[PROBLEM TO SOLVE]
The required output is the exact run of lines below that opens at the line with "pixel 956 293" and closes at the line with "pixel 826 493".

[RECORDS SHOWN]

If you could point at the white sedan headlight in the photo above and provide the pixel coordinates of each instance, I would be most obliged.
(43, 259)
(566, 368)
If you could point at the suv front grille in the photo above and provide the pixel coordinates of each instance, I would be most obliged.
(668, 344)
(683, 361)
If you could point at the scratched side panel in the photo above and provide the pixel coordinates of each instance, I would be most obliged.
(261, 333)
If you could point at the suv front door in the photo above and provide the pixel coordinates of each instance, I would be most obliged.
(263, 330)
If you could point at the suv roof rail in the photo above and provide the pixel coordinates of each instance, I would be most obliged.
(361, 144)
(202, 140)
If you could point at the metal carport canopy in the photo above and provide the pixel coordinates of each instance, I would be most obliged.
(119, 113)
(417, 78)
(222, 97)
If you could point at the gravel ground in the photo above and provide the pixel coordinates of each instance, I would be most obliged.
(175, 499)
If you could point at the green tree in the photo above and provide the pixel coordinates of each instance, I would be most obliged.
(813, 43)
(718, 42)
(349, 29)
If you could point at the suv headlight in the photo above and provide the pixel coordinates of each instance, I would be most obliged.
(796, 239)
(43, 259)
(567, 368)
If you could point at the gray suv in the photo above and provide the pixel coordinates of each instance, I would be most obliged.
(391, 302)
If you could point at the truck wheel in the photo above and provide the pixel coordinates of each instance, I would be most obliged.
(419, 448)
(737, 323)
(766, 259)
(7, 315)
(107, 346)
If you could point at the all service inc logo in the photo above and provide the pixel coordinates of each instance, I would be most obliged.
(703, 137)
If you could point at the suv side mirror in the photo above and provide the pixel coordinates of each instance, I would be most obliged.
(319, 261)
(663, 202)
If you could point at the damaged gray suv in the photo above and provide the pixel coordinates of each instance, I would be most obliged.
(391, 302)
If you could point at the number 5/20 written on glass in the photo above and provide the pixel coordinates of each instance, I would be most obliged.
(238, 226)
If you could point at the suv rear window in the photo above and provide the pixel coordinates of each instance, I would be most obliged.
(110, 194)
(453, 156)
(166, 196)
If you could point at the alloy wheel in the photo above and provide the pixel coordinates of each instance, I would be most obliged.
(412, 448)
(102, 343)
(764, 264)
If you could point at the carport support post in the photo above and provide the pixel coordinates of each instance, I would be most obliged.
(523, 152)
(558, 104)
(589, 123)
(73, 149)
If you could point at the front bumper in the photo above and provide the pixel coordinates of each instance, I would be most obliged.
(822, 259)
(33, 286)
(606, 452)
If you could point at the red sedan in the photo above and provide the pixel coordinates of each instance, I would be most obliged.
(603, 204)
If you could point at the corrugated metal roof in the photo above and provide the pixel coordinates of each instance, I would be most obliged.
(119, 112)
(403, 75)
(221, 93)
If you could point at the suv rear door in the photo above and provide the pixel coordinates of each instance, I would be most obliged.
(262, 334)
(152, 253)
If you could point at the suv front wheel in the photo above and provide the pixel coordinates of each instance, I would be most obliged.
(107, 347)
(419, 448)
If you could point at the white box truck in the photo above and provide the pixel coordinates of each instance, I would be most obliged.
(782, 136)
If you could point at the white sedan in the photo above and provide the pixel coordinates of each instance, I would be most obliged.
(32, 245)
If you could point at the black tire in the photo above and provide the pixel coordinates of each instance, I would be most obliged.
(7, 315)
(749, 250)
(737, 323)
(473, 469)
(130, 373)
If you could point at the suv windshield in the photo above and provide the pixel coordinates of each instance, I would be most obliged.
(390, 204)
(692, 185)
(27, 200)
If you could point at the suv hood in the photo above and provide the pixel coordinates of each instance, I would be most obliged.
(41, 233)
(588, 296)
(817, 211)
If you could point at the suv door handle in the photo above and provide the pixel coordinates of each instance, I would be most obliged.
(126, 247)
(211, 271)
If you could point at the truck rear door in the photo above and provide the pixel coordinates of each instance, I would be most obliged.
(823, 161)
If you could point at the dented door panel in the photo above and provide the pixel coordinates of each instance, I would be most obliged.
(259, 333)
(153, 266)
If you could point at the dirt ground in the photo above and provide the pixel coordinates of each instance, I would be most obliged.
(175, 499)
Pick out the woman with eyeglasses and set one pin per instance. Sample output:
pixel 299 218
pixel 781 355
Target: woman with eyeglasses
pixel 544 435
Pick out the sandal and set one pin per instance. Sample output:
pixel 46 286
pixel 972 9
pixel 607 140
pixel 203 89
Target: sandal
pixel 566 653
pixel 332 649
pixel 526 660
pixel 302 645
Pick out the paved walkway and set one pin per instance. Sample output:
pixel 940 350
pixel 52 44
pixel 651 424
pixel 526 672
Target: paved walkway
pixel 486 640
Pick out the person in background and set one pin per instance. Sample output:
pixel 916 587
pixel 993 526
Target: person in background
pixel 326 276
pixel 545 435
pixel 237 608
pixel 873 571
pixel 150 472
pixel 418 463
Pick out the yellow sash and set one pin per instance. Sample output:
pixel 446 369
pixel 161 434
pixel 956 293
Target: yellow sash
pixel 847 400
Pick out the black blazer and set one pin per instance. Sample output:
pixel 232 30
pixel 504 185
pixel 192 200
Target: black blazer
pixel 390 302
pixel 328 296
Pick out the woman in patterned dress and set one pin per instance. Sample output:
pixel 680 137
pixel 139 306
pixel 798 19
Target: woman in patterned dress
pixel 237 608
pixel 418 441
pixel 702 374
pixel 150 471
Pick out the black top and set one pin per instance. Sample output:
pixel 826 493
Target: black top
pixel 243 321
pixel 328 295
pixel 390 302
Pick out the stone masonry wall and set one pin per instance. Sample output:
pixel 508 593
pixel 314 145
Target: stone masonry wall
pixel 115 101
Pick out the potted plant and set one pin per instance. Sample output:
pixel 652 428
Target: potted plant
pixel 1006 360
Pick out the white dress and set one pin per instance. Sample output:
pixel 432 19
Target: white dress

[SOLUTION FOR THIS PROBLEM]
pixel 956 293
Target: yellow sash
pixel 847 400
Pick out the black blazer and set one pin per instance. Sample output:
pixel 232 30
pixel 504 185
pixel 192 200
Target: black blazer
pixel 390 302
pixel 328 296
Pick out the woman in patterned dress and set one pin per instance. Sample output:
pixel 680 137
pixel 139 306
pixel 798 19
Target: woman in patterned dress
pixel 237 608
pixel 418 441
pixel 702 374
pixel 150 471
Pick out the black top and set one pin per instance. Sample output:
pixel 826 493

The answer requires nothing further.